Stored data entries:
Begin

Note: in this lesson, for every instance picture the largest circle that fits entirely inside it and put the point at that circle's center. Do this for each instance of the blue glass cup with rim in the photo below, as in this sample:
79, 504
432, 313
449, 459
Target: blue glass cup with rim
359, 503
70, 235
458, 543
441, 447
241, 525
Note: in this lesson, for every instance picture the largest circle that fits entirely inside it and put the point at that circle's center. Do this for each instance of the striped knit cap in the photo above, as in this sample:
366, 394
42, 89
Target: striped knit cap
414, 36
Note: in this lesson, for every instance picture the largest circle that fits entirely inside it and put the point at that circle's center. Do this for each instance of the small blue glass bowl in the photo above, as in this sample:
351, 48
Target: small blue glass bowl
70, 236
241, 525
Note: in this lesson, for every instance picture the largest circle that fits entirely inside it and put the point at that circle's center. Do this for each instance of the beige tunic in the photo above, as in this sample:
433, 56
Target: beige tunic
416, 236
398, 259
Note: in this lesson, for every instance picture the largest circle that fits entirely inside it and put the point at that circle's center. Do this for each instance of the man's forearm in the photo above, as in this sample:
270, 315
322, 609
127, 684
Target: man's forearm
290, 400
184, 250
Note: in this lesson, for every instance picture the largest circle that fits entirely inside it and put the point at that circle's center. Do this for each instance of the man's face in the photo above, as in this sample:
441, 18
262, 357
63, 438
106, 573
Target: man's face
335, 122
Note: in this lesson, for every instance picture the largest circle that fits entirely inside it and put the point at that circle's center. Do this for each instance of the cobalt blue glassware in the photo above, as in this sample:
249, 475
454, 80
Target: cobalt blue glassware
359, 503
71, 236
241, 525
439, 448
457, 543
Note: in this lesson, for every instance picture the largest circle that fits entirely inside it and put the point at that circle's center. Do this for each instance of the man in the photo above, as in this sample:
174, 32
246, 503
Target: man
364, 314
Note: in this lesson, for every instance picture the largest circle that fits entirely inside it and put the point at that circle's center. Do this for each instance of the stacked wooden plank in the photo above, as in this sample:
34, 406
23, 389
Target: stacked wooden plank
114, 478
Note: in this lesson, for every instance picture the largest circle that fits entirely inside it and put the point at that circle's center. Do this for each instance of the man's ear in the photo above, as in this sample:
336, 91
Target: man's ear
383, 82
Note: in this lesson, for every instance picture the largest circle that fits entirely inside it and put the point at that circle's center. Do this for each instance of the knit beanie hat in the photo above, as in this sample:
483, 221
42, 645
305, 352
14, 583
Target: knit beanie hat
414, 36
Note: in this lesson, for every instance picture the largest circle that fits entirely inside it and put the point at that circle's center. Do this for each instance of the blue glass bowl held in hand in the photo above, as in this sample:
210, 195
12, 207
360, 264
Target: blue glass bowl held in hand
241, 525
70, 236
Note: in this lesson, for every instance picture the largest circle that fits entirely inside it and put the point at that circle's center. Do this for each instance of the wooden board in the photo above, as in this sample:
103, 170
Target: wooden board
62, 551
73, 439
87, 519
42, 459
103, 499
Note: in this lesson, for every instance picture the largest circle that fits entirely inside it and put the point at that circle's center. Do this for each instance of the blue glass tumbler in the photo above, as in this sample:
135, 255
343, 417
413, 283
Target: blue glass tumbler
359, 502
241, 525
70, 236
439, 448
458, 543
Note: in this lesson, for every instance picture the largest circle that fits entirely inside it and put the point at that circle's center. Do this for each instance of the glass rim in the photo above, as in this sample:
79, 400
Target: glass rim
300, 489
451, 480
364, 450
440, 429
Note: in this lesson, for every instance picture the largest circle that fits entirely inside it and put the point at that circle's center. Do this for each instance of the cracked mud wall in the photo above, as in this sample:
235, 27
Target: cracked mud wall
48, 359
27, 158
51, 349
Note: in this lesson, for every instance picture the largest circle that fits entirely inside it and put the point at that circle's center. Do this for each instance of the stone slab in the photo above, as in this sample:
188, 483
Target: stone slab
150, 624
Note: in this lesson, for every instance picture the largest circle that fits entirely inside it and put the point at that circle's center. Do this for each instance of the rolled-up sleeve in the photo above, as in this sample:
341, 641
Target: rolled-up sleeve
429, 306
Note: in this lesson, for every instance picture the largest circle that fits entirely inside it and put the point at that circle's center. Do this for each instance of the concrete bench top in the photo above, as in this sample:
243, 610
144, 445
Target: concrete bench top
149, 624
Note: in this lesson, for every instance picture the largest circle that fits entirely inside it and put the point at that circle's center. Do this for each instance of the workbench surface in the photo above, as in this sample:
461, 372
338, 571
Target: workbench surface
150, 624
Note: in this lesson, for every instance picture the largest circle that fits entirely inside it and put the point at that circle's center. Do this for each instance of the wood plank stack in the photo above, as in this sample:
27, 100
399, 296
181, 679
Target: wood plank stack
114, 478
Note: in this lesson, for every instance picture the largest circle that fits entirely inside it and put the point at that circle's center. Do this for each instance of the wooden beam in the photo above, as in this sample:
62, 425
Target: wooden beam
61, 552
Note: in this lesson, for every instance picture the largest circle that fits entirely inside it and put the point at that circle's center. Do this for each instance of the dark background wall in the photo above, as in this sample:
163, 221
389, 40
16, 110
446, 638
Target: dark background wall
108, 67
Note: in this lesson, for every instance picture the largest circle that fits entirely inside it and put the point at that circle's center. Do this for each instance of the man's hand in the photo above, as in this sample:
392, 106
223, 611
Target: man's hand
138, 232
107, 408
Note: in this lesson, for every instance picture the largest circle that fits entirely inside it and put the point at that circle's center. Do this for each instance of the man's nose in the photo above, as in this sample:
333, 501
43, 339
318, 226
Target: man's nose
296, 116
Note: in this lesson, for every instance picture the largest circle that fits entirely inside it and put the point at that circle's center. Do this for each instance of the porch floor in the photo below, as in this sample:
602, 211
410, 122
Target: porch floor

End

The records above should be restated word for word, please.

TASK SOLUTION:
Note: in this lesson, for every instance picture the largest circle that fits entirely inside it and put the point at that circle's center. Do this for each instance of the blue glass cup with rim in the photo below, as in this sample:
79, 504
432, 313
449, 459
Target: blue glass cup with rim
359, 503
70, 235
458, 543
441, 447
241, 525
Note: in this lesson, for every instance picture the largest circle that fits entirely inside it and put the point at that circle's center. Do this for each instance of the striped knit cap in the photo above, as in this sample:
366, 394
42, 89
Target: striped knit cap
414, 36
Note: in this lesson, for every instance picture the largest circle that fits entirely inside it and put the point at that circle's center. Do this for each instance of the small blue glass bowl in the photo above, as in this sample:
351, 48
Target: small blue glass bowl
70, 236
241, 525
Note: in this lesson, for every instance picture the largest circle that fits entirely inside it and put the point at that circle's center. Do this for each instance of the beige tunic in the photo above, as in this sample:
433, 56
Target: beige tunic
416, 236
398, 259
Note: in this lesson, for every instance picture the largest circle that fits entirely inside it and put the point at that circle's center. Do this for each instance of the man's forearm in the photo above, as in this sample:
270, 315
322, 609
127, 684
Target: man's forearm
290, 400
184, 250
Note: in this lesson, for every instance picture the largest circle that fits entirely inside it and put the point at that circle's center. Do this for each instance of the man's face in the photo above, as in this sample:
441, 18
262, 357
63, 438
106, 573
Target: man's face
335, 122
Note: in this lesson, for every instance picture the largest circle that fits entirely inside it and put the point at that circle's center. Do this for each instance of the cobalt blue glassware in the photo above, as in this sample:
249, 475
454, 80
Target: cobalt blue glassware
359, 503
71, 236
241, 525
439, 448
457, 543
Note: in this lesson, for every instance picture the largest circle that fits entirely inside it and put the point at that circle's center. Do this for each instance of the man in the photo above, as in this sample:
174, 32
246, 503
Target: man
364, 314
Note: in this lesson, for every instance picture the largest circle that fits entirely inside it and put the point at that circle's center. Do this for each instance of the stacked wooden plank in the photo above, as in this sample:
34, 406
23, 389
Target: stacked wooden plank
114, 478
Note: in this lesson, for every instance picture the largest circle that fits entirely inside it and put the point at that circle's center. Do this for each instance of the man's ear in the photo above, as in this sample:
336, 91
Target: man's ear
383, 82
Note: in this lesson, for every instance picture the largest circle that fits entirely inside it and put the point at that circle's center. Do this for each instance of the knit beanie hat in the photo above, as in this sample:
483, 221
42, 645
305, 352
14, 583
Target: knit beanie hat
414, 36
Note: in this lesson, for every instance picture the largest circle that fits entirely inside it and put the point at that circle's center. Do this for each instance of the blue glass bowl held in hand in the photo above, as in this sample:
210, 195
12, 207
360, 264
Target: blue glass bowl held in hand
241, 525
70, 236
Note: in this lesson, for every instance picture the largest circle that fits entirely inside it and put the point at that circle's center. Do this for each instance of the wooden board in the photo above, as in this sample:
103, 170
Target: wooden board
62, 551
73, 439
87, 519
42, 459
103, 499
Note: in this lesson, for every instance picture the largest circle that fits entirely inside it and put the point at that circle's center. Do this for each instance of the blue glass tumbler in the photo above, as in this sample:
135, 255
343, 417
413, 283
Target: blue glass tumbler
359, 502
241, 525
70, 236
439, 448
458, 543
Note: in this lesson, for every instance picture the largest circle that fits entirely inside it and put the point at that circle's center. Do this for each instance of the glass rim in the photo above, as in this sample:
79, 400
Target: glass rim
300, 489
451, 480
364, 450
440, 429
Note: in this lesson, for every instance picture the largest circle that fits entirely inside it and put the point at that circle's center. Do this for each instance of the cracked mud wall in the photo above, as in this sample:
235, 27
Target: cracked mud wall
48, 359
27, 158
51, 349
Note: in this lesson, for every instance picture the largest circle that fits entirely inside it and put the point at that circle's center. Do this for each instance of the stone slab in the photo above, as in this sample:
188, 483
Target: stone slab
150, 624
Note: in this lesson, for every instance picture the largest circle that fits entirely inside it and put the point at that circle's center. Do this for each instance of the rolled-up sleeve in the photo above, as in this sample:
341, 641
Target: rolled-up sleeve
429, 306
Note: in this lesson, for every instance picture the largest circle that fits entirely inside it and put the point at that circle's center. Do this for each instance of the concrete bench top in the photo above, as in this sample:
243, 610
144, 445
Target: concrete bench top
149, 624
Note: in this lesson, for every instance picture the largest circle that fits entirely inside it and put the point at that circle's center. Do this for each instance of the workbench surface in the photo above, as in this sample:
461, 372
338, 571
Target: workbench surface
150, 624
Note: in this lesson, for every instance picture the largest circle that fits entirely inside it and put the point at that circle's center. Do this for each instance of the wood plank stack in the photo above, as in this sample:
27, 100
399, 296
181, 679
Target: wood plank stack
114, 478
Note: in this lesson, for every instance picture the largest circle that fits entirely inside it and put the point at that circle's center. Do this for each instance of the wooden beam in the photo above, as in this sample:
62, 425
Target: wooden beam
61, 552
Note: in this lesson, for every instance picture the largest circle that fits entirely inside it and put the point at that circle's center. Do this for each instance of the dark background wall in the photo above, as in this sample:
163, 221
389, 40
16, 110
446, 638
Target: dark background wall
108, 67
Note: in this lesson, for every instance picture the largest circle that fits entirely inside it and put the point at that circle's center. Do this for each instance of the man's hand in the photo above, as in this sample:
392, 106
223, 611
Target: man's hand
138, 232
107, 408
Note: in this lesson, for every instance picture the largest circle that fits entirely inside it and put the point at that circle's center. Do this for each instance of the man's nose in the photo above, as in this sample:
333, 501
43, 339
318, 226
Target: man's nose
296, 116
Note: in this lesson, for every instance picture the largest circle that fits entirely inside it and put the point at that circle's center. Do this for each instance of the porch floor in the photo below, as in this sample:
602, 211
410, 122
Target: porch floor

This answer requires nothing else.